WORK INSTRUCTIONS:
[1] What numerical measurements does the text about blue whale size give? List each with its unit.
[2] Can you carry on the text about the size of baleen whales, starting after its final sentence?

It can be difficult to understand how enormous the blue whale—the largest animal to ever exist—really is. The mammal can measure up to 105 feet long, have a tongue that can weigh as much as an elephant, and have a massive, golf cart–sized heart powering a 200-ton frame. But while the blue whale might currently be the Andre the Giant of the sea, it wasn’t always so imposing.

For the majority of the 30 million years that baleen whales (the blue whale is one) have occupied the Earth, the mammals usually topped off at roughly 30 feet in length. It wasn’t until about 3 million years ago that the clade of whales experienced an evolutionary growth spurt, tripling in size. And scientists haven’t had any concrete idea why, Wired reports.

A study published in the journal Proceedings of the Royal Society B might help change that. Researchers examined fossil records and studied phylogenetic models (evolutionary relationships) among baleen whales, and found some evidence that climate change may have been the catalyst for turning the large animals into behemoths.

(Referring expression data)
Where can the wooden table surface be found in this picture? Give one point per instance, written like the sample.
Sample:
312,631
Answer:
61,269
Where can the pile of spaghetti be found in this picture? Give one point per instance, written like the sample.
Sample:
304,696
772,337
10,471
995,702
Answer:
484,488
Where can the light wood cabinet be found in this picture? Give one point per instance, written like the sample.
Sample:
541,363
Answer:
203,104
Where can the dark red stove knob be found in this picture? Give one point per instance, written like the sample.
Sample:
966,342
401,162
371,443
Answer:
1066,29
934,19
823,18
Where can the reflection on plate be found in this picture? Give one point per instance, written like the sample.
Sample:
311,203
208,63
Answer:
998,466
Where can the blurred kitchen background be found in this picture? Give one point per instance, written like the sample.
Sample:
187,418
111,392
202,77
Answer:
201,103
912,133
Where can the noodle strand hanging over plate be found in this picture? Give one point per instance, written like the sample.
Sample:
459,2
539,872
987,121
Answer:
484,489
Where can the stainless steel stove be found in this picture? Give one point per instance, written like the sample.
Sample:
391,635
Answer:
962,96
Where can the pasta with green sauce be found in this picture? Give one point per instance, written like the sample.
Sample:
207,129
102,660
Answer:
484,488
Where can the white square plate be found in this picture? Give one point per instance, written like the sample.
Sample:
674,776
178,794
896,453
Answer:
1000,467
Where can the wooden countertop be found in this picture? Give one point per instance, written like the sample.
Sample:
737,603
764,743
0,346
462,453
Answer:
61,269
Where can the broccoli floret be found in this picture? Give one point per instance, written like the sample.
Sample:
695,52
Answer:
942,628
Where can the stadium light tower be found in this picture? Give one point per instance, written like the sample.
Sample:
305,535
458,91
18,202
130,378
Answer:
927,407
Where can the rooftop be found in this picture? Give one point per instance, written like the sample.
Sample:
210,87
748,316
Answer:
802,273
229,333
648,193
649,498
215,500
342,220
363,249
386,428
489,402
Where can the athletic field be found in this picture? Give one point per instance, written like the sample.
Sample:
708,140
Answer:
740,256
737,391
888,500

ANSWERS PROVIDED:
[1]
- 105 feet
- 200 tons
- 30 million years
- 30 feet
- 3 million years

[2]
As the ice ages wore on and oceans were receiving nutrient-rich runoff, the whales encountered an increasing number of krill—the small, shrimp-like creatures that provided a food source—resulting from upwelling waters. The more they ate, the more they grew, and their bodies adapted over time. Their mouths grew larger and their fat stores increased, helping them to fuel longer migrations to additional food-enriched areas. Today blue whales eat up to four tons of krill every day.

If climate change set the ancestors of the blue whale on the path to its enormous size today, the study invites the question of what it might do to them in the future. Changes in ocean currents or temperature could alter the amount of available nutrients to whales, cutting off their food supply. With demand for whale oil in the 1900s having already dented their numbers, scientists are hoping that further shifts in their oceanic ecosystem won’t relegate them to history.